Page text:
# Algebra in the complex plane

## Homework Statement

Solve each equation for z=a+ib
$z^{*2}=4z$
where z* is the complex conjugate

## The Attempt at a Solution

I wrote z and z* in terms of x and iy , and tried solving for x and y, but I get quartic terms for y, it doesnt look like it will boil down, It was like over 2 pages of algera, I dont think that is how it is supposed to be done, I tired some alternative forms of the modulus and it didnt go anywhere, Are my approaches the right way, or do I need some clever substitution, or can it be solved with Eulers formula ?

Ray Vickson
Homework Helper
Dearly Missed

## Homework Statement

Solve each equation for z=a+ib
$z^{*2}=4z$
where z* is the complex conjugate

## The Attempt at a Solution

I wrote z and z* in terms of x and iy , and tried solving for x and y, but I get quartic terms for y, it doesnt look like it will boil down, It was like over 2 pages of algera, I dont think that is how it is supposed to be done, I tired some alternative forms of the modulus and it didnt go anywhere, Are my approaches the right way, or do I need some clever substitution, or can it be solved with Eulers formula ?

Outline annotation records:
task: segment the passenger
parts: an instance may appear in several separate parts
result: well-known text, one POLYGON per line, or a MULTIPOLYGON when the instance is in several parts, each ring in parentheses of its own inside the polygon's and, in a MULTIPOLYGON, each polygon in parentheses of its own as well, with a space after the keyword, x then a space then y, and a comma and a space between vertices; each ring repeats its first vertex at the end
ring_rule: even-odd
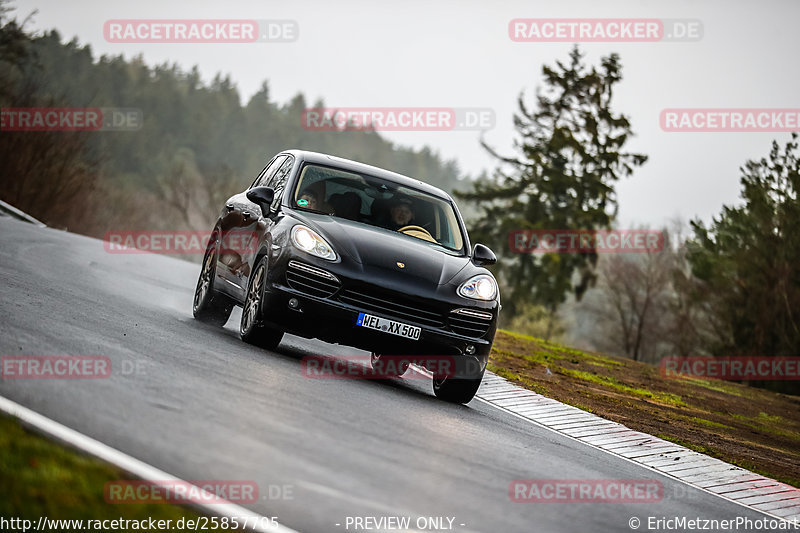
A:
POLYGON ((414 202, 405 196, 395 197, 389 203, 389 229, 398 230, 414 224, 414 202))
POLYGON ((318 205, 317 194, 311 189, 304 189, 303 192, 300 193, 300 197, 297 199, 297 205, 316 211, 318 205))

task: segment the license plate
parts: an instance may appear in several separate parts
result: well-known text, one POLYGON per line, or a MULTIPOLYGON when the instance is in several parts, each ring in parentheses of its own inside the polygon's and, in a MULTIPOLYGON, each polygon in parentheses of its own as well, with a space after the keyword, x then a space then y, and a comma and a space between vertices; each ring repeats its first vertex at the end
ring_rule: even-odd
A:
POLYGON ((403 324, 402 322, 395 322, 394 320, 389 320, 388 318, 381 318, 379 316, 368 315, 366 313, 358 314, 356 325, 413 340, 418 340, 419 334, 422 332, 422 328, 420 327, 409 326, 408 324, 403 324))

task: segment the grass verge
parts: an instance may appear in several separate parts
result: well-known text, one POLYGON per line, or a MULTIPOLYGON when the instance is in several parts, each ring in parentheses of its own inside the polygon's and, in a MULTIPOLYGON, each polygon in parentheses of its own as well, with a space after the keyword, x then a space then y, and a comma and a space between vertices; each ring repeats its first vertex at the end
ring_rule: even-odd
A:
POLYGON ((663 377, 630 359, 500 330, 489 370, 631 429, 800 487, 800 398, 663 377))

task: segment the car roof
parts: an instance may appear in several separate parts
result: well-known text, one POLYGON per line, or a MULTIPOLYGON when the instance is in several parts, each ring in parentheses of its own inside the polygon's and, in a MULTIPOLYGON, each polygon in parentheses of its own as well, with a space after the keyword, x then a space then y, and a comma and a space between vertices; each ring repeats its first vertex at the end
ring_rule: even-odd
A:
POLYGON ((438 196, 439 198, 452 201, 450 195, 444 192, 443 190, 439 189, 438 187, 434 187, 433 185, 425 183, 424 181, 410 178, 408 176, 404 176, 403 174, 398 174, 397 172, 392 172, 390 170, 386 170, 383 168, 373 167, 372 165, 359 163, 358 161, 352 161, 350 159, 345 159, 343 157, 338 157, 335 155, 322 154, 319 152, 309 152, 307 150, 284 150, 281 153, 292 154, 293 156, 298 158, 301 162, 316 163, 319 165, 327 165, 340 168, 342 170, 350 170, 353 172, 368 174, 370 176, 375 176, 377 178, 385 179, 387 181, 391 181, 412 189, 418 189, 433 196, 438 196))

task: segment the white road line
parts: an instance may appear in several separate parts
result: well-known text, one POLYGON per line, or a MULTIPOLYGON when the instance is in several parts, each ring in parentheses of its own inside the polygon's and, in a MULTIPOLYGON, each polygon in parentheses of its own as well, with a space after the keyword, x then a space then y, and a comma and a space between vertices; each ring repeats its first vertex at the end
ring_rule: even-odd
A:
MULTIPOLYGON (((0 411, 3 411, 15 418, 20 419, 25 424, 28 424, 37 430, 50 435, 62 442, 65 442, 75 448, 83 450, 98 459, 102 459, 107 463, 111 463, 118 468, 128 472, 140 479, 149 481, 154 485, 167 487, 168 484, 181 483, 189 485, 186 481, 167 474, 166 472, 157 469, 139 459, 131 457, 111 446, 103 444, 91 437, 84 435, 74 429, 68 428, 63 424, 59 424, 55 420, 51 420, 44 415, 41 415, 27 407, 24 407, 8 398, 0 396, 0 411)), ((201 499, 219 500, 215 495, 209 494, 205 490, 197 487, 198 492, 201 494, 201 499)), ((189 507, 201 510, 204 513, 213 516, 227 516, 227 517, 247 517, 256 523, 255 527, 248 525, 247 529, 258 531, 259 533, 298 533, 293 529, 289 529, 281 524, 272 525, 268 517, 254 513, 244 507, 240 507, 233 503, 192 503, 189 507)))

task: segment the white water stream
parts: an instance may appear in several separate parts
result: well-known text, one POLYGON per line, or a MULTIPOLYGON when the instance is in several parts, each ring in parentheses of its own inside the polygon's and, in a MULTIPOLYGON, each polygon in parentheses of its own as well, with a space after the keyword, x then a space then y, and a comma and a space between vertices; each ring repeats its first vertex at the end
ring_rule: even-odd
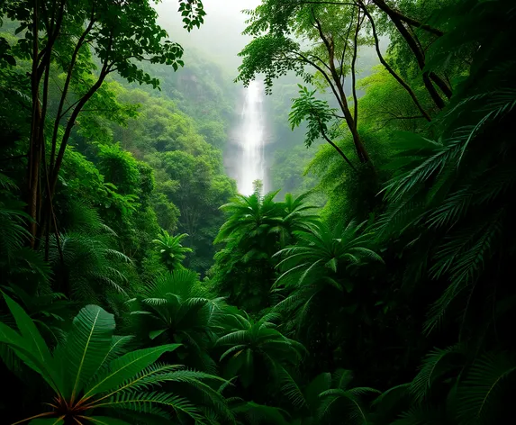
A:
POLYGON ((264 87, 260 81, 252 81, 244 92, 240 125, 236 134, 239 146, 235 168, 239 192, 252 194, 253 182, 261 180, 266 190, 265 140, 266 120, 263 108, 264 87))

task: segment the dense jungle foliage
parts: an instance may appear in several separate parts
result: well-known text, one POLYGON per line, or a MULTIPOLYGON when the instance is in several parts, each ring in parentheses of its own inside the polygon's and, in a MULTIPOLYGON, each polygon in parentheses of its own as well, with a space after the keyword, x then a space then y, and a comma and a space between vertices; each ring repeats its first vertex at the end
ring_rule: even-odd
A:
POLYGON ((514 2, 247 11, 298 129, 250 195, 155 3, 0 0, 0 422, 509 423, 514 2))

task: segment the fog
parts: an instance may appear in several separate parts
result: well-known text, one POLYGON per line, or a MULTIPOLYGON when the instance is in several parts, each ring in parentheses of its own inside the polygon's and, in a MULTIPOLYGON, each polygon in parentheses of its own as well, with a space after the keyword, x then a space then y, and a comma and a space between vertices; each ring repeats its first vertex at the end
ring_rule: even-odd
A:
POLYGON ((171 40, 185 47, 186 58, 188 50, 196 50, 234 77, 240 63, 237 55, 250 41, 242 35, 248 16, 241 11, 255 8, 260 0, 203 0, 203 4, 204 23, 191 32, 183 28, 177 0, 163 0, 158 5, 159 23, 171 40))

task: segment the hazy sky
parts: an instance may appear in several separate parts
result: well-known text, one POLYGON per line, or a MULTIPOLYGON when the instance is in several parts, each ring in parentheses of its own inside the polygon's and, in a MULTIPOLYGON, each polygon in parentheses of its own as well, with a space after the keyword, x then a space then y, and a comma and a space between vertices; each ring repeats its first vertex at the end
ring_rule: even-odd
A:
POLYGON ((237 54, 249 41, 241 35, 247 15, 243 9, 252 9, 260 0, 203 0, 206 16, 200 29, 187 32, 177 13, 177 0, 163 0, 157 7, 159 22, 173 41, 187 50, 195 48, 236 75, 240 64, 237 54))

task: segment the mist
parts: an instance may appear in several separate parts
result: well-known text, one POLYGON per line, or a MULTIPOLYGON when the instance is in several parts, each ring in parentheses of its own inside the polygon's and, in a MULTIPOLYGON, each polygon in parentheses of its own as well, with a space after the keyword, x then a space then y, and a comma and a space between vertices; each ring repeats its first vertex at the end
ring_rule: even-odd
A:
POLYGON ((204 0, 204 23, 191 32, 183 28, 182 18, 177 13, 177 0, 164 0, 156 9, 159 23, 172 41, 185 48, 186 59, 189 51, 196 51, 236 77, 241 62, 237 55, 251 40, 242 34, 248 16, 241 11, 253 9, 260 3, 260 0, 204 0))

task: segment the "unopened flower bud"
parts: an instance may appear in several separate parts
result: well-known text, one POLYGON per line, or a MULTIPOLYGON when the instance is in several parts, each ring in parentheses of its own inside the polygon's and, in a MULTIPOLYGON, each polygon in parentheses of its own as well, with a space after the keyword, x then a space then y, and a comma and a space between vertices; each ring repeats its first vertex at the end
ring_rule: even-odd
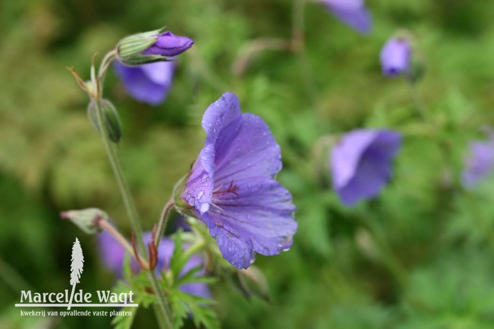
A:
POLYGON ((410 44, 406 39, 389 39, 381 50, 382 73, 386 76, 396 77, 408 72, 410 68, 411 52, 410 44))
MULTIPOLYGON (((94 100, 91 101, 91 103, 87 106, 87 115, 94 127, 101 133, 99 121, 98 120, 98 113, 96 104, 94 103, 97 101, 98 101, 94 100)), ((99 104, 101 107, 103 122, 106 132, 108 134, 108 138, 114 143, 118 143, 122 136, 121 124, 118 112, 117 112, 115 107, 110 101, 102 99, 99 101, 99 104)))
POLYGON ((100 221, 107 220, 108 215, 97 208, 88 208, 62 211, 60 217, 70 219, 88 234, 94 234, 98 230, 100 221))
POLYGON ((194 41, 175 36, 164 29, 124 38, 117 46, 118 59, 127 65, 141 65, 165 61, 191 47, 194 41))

Exercise requirements:
- 1) In the complex-plane homework text, how much algebra did the attempt in x and y run to?
- 2) Resume the complex-plane homework text from where it stops.

Responses per task:
- 1) More than two pages.

- 2)
Show us the equations in x and y that you actually get. What you are claiming sounds wrong to me.

berkeman
Mark44
Mentor

## Homework Statement

Solve each equation for z=a+ib
$z^{*2}=4z$
where z* is the complex conjugate

## The Attempt at a Solution

I wrote z and z* in terms of x and iy , and tried solving for x and y, but I get quartic terms for y, it doesnt look like it will boil down, It was like over 2 pages of algera, I dont think that is how it is supposed to be done, I tired some alternative forms of the modulus and it didnt go anywhere, Are my approaches the right way, or do I need some clever substitution, or can it be solved with Eulers formula ?
If z = a + bi, then ##\bar{z} = a - bi##
If I substitute these into the given equation, I don't get a quartic, but I do get a solution fairly quickly. Please show what you did.

berkeman
PeroK
Homework Helper
Gold Member
2020 Award
I would automatically use the polar form here.

Buffu
Mark44
Mentor
I would automatically use the polar form here.
That's a possibility, but it isn't necessary here.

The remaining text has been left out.